### [What you have to do]
In the entries below, the lines from the one with "box: [60, 315, 75, 344]" through the one with "box: [0, 0, 746, 403]" are to be copied exactly; both ends count.

(Beginning of Available records)

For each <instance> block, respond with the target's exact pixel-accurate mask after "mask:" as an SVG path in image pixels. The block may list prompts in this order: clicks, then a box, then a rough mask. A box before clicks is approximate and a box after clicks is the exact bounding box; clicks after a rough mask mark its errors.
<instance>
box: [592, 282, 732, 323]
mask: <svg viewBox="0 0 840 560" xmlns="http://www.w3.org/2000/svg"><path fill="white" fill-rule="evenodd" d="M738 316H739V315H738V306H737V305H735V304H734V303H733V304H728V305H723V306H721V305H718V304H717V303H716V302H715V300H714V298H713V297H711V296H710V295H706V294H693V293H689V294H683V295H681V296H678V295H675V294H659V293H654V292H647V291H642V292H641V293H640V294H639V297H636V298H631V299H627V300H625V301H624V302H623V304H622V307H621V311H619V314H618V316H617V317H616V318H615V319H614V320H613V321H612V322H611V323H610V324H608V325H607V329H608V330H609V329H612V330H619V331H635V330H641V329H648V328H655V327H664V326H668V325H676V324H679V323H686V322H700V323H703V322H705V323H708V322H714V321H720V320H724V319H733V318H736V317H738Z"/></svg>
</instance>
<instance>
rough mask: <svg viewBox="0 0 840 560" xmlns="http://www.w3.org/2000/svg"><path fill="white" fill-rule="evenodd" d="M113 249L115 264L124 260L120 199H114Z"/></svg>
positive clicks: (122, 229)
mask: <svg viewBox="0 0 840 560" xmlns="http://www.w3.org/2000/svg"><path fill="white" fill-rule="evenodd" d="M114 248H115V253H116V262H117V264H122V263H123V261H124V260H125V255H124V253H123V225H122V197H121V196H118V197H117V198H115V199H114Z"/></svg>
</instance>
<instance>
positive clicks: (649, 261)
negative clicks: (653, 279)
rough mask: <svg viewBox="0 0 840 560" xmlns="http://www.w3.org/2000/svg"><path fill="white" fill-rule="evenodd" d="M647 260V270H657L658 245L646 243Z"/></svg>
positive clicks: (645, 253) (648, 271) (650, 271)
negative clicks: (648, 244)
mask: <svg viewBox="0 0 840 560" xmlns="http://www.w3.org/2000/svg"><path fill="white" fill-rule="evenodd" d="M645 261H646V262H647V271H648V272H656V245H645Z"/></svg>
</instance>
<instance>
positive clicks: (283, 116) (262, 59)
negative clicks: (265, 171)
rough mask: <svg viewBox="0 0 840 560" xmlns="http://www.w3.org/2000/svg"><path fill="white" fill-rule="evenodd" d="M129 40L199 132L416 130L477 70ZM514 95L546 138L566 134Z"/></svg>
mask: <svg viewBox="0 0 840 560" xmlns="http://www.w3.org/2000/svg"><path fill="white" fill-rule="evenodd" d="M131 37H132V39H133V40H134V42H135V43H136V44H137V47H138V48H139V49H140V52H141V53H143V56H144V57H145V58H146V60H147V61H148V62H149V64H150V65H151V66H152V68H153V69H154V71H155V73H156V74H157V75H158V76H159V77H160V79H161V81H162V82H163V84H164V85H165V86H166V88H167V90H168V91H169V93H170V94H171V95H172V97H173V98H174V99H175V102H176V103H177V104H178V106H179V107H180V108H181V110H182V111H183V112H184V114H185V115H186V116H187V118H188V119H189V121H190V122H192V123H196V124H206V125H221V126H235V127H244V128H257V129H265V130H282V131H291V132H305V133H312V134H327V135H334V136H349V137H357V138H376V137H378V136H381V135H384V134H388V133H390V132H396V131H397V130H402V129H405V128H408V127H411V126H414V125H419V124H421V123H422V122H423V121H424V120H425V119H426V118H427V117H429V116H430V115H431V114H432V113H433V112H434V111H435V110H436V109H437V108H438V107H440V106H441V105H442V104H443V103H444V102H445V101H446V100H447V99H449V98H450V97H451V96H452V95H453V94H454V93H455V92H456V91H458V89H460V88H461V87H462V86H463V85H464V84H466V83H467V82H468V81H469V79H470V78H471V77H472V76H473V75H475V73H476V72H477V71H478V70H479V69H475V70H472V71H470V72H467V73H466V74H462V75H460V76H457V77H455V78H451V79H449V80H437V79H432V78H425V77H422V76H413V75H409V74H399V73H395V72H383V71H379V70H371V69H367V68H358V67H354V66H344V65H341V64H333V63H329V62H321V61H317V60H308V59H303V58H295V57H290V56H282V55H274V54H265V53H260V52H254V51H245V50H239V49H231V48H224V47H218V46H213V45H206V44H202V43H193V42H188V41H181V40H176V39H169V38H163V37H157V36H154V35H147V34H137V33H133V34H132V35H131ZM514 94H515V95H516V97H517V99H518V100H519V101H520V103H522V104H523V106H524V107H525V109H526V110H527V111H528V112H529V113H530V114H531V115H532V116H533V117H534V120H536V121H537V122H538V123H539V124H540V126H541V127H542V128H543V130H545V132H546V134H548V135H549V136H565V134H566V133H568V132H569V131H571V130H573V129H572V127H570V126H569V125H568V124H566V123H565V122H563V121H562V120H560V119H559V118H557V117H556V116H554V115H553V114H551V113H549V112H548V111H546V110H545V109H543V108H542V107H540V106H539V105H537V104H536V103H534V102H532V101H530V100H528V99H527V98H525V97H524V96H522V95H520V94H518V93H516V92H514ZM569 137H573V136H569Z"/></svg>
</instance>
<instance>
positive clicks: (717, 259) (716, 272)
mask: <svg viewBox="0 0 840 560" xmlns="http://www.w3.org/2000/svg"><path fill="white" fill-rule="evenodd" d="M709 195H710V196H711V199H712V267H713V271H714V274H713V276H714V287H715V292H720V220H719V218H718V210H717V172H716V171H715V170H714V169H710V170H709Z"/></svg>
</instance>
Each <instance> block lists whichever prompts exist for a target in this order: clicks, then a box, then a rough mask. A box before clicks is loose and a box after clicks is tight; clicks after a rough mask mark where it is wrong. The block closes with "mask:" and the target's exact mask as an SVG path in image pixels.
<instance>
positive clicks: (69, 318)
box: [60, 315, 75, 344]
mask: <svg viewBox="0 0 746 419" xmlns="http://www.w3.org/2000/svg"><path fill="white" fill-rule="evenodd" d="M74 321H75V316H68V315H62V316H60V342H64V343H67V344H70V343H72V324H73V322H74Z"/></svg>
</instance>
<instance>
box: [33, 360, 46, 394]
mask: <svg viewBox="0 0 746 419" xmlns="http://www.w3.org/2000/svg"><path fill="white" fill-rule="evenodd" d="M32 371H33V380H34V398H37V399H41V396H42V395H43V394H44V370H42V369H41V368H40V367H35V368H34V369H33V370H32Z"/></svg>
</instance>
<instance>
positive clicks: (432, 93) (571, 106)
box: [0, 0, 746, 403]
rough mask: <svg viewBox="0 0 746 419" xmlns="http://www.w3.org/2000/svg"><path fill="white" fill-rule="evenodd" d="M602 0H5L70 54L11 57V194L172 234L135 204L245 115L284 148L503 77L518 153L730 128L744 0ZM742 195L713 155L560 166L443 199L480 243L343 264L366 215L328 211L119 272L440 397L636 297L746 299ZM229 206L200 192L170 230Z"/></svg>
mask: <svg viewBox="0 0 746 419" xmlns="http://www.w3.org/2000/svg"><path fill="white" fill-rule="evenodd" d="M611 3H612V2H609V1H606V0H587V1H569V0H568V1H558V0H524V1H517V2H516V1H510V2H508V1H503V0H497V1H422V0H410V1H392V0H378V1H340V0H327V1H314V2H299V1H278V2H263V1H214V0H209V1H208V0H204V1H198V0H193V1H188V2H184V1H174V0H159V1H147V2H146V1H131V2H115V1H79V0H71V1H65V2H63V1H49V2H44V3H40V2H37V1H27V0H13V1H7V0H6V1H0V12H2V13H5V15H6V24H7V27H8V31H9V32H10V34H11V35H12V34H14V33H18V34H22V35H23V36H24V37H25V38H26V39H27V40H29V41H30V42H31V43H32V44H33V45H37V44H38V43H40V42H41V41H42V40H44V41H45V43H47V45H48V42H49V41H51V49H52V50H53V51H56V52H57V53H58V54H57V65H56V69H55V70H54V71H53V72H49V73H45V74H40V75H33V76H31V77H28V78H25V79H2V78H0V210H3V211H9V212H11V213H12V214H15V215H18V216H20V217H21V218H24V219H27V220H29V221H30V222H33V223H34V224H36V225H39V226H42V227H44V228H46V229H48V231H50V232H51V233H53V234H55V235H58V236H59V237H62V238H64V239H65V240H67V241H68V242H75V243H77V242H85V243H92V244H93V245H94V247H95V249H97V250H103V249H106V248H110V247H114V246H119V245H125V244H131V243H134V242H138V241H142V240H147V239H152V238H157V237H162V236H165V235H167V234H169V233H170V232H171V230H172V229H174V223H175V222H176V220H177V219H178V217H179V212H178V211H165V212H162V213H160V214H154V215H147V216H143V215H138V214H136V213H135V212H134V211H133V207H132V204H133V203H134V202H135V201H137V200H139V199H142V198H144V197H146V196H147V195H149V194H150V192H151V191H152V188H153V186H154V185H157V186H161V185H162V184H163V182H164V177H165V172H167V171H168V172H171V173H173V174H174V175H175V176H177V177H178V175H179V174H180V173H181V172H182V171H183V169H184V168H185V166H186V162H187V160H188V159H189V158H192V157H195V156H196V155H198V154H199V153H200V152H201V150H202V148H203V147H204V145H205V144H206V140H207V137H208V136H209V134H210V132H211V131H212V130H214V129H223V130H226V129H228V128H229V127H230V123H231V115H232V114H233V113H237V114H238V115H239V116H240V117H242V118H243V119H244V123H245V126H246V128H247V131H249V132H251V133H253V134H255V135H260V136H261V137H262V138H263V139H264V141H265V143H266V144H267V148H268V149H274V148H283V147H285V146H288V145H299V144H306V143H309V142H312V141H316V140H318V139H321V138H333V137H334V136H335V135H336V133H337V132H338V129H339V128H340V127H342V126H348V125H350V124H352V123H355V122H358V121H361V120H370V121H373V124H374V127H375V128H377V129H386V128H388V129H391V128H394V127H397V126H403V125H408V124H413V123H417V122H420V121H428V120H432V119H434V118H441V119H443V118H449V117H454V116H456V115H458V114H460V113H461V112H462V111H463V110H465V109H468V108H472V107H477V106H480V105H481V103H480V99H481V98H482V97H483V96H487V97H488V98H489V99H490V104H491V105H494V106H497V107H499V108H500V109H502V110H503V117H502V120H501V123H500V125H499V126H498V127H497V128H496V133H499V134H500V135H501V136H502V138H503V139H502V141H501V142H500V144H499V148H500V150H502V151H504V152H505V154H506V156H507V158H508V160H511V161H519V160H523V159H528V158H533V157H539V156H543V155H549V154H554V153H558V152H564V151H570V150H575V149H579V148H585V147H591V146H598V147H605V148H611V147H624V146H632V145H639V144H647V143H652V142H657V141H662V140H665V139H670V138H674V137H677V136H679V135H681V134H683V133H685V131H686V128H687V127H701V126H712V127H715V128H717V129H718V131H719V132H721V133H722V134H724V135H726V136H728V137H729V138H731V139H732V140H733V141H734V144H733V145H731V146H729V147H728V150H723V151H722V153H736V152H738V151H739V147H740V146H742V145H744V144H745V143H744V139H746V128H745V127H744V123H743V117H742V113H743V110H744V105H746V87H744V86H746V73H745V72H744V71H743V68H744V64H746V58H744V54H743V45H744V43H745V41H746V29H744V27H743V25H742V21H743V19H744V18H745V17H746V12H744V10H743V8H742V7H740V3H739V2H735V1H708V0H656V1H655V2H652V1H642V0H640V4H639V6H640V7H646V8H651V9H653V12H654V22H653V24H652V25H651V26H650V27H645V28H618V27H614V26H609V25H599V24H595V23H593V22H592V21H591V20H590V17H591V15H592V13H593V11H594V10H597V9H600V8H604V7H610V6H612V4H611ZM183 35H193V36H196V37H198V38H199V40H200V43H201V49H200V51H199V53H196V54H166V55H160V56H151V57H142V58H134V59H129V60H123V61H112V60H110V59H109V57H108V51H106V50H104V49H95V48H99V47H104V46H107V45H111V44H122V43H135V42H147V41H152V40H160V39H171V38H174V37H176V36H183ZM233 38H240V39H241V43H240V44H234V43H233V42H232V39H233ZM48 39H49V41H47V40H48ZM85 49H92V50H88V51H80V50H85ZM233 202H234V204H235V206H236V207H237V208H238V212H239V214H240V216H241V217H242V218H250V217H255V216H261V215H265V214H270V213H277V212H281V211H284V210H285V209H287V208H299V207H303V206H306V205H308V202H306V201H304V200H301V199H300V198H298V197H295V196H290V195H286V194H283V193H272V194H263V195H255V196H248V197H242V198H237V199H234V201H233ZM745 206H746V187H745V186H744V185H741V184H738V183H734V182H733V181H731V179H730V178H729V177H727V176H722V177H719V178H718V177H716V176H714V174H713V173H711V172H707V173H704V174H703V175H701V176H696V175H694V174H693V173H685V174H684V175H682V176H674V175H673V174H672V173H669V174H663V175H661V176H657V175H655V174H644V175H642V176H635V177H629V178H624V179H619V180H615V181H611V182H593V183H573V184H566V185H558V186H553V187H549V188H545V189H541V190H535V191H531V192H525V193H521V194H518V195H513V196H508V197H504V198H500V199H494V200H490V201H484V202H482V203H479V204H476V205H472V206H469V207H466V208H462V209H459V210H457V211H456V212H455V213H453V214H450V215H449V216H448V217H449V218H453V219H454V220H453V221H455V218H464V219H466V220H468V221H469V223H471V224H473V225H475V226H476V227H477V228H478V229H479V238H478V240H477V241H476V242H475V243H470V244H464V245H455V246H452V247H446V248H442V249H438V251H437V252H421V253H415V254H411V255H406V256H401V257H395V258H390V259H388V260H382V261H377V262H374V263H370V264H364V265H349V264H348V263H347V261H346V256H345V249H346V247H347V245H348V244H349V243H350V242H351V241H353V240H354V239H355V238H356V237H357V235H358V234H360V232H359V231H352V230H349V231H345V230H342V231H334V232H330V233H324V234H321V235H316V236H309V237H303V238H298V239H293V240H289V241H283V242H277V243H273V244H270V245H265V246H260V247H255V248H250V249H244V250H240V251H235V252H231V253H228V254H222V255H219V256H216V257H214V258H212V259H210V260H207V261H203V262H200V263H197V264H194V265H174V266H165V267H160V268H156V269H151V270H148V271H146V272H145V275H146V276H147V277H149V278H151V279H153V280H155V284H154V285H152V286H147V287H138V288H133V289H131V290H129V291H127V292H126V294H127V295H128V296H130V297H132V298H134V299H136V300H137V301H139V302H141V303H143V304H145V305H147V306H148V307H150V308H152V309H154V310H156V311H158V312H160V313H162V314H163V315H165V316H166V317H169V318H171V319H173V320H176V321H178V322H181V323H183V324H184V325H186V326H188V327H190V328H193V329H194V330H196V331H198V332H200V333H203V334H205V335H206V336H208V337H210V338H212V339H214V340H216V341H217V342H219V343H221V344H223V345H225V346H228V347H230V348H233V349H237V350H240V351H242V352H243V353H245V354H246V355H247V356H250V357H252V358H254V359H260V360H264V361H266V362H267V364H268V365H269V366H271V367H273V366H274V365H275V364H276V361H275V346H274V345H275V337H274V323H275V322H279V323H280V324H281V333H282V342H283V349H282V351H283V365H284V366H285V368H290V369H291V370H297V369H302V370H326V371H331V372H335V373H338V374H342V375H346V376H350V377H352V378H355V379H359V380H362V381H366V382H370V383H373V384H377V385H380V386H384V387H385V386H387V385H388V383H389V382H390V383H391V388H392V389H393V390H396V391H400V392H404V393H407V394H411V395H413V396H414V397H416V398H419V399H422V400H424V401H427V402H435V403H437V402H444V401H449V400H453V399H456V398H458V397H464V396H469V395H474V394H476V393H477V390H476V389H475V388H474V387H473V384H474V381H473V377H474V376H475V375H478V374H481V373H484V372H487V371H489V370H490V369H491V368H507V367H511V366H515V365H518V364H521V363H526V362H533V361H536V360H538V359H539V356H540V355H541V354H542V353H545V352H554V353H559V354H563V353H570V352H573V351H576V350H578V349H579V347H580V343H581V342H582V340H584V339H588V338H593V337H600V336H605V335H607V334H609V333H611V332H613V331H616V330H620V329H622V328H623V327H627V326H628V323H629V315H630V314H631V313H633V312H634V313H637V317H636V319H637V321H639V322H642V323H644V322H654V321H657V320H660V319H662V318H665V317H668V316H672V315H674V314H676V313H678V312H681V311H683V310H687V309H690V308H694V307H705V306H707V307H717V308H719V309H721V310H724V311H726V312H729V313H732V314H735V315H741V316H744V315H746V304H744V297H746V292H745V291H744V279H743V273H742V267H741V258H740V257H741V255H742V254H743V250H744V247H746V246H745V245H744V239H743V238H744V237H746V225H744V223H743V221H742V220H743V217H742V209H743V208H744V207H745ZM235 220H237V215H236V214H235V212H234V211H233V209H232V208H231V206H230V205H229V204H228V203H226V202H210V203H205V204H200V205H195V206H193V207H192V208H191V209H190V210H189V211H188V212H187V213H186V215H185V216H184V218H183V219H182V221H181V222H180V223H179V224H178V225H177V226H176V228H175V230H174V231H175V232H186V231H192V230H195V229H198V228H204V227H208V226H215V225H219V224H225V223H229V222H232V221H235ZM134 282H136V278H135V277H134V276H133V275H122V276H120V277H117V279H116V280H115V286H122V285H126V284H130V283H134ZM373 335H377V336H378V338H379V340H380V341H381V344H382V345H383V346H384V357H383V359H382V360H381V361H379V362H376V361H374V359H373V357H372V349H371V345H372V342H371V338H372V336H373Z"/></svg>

(End of Available records)

### [Task response]
box: [60, 315, 75, 344]
mask: <svg viewBox="0 0 746 419" xmlns="http://www.w3.org/2000/svg"><path fill="white" fill-rule="evenodd" d="M74 321H75V316H68V315H62V316H60V342H64V343H67V344H70V343H72V324H73V322H74Z"/></svg>
</instance>
<instance>
box: [33, 360, 46, 394]
mask: <svg viewBox="0 0 746 419" xmlns="http://www.w3.org/2000/svg"><path fill="white" fill-rule="evenodd" d="M32 371H33V380H34V398H37V399H41V396H42V395H43V394H44V370H42V369H41V368H40V367H35V368H34V369H33V370H32Z"/></svg>
</instance>
<instance>
positive clicks: (432, 93) (571, 106)
box: [0, 0, 746, 403]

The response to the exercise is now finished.